■ **EXERCISE INSTRUCTIONS**: Each entry must be printed again without a single change.

■ **MATERIAL FOR THIS TASK**:
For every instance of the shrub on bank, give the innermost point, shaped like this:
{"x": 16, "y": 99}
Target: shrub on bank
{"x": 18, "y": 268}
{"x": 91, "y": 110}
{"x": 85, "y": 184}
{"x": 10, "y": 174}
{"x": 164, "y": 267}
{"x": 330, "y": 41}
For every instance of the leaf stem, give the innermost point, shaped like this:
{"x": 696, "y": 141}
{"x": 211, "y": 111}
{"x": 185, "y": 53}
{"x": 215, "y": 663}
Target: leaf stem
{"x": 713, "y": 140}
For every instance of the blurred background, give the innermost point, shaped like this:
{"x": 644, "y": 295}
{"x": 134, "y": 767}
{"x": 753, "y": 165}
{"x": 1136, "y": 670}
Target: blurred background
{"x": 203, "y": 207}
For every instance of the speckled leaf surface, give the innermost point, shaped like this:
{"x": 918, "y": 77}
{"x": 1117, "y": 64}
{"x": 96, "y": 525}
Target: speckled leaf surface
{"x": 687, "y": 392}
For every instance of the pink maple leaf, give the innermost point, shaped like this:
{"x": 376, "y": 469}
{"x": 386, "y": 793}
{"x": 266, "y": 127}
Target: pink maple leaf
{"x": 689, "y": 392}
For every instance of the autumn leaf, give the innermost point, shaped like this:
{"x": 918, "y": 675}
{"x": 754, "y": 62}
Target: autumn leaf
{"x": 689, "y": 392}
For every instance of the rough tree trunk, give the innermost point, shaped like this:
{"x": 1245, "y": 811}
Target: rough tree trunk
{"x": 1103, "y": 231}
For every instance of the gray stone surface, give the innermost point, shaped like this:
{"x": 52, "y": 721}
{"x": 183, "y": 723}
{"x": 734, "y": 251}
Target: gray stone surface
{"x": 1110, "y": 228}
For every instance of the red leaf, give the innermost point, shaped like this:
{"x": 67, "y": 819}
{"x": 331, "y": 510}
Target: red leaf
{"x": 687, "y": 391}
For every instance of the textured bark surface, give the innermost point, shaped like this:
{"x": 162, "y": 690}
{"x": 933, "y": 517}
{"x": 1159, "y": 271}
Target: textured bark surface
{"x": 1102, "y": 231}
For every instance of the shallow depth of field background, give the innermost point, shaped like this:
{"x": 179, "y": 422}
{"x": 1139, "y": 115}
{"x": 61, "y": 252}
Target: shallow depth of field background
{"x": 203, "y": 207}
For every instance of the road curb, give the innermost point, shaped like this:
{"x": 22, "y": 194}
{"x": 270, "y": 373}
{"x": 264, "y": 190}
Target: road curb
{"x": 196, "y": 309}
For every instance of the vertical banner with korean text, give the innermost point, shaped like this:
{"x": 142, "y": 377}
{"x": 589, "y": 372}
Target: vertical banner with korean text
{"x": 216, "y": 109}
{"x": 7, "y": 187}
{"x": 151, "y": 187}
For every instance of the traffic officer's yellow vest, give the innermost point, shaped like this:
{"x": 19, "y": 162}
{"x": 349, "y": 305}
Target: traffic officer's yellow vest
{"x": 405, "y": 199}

■ **RESULT**:
For every instance of the shrub on bank, give the innermost point, shaped like this:
{"x": 16, "y": 99}
Target: shrub on bank
{"x": 18, "y": 268}
{"x": 91, "y": 110}
{"x": 85, "y": 184}
{"x": 10, "y": 174}
{"x": 164, "y": 267}
{"x": 330, "y": 41}
For every instance of the leaf stem, give the innermost point, shaped like this:
{"x": 696, "y": 141}
{"x": 211, "y": 111}
{"x": 185, "y": 53}
{"x": 215, "y": 663}
Target: leaf stem
{"x": 713, "y": 140}
For every instance of the blurred background, give the innermost point, shaped like this:
{"x": 644, "y": 295}
{"x": 134, "y": 767}
{"x": 753, "y": 165}
{"x": 1136, "y": 670}
Target: blurred background
{"x": 203, "y": 207}
For every instance of the speckled leaf surface, give the innermost point, shaped like this:
{"x": 918, "y": 77}
{"x": 1117, "y": 64}
{"x": 96, "y": 525}
Target: speckled leaf surface
{"x": 687, "y": 392}
For every instance of the pink maple leaf, give the innermost point, shaped like this:
{"x": 376, "y": 469}
{"x": 386, "y": 793}
{"x": 266, "y": 127}
Target: pink maple leaf
{"x": 689, "y": 392}
For every instance of the autumn leaf, give the innermost point, shaped like this:
{"x": 918, "y": 675}
{"x": 754, "y": 62}
Target: autumn leaf
{"x": 689, "y": 392}
For every instance of the rough tree trunk, give the innermost point, shaped like this:
{"x": 1245, "y": 811}
Target: rough tree trunk
{"x": 1103, "y": 231}
For every instance of the gray stone surface, give the innermost point, shaped like this:
{"x": 52, "y": 721}
{"x": 183, "y": 723}
{"x": 734, "y": 251}
Target: gray stone surface
{"x": 1110, "y": 228}
For every instance of the red leaf, give the innermost point, shaped like this:
{"x": 67, "y": 819}
{"x": 331, "y": 510}
Target: red leaf
{"x": 687, "y": 391}
For every instance of the textured bark surface, give the innermost point, shaped like this:
{"x": 162, "y": 690}
{"x": 933, "y": 517}
{"x": 1159, "y": 271}
Target: textured bark surface
{"x": 1102, "y": 231}
For every instance of the shallow depth of field background, give the innermost point, shaped like this:
{"x": 179, "y": 422}
{"x": 1139, "y": 115}
{"x": 61, "y": 252}
Target: shallow depth of field background
{"x": 203, "y": 207}
For every instance of the road curb, give the innermost point, shaped like this:
{"x": 22, "y": 194}
{"x": 270, "y": 373}
{"x": 264, "y": 190}
Target: road curb
{"x": 196, "y": 309}
For every instance of the vertical banner with korean text, give the innermost point, shaped like this:
{"x": 142, "y": 377}
{"x": 589, "y": 372}
Target: vertical banner with korean text
{"x": 216, "y": 109}
{"x": 7, "y": 187}
{"x": 151, "y": 187}
For every instance of the traffic officer's yellow vest, give the innermost point, shaped like this:
{"x": 19, "y": 162}
{"x": 349, "y": 305}
Target: traffic officer's yellow vest
{"x": 405, "y": 199}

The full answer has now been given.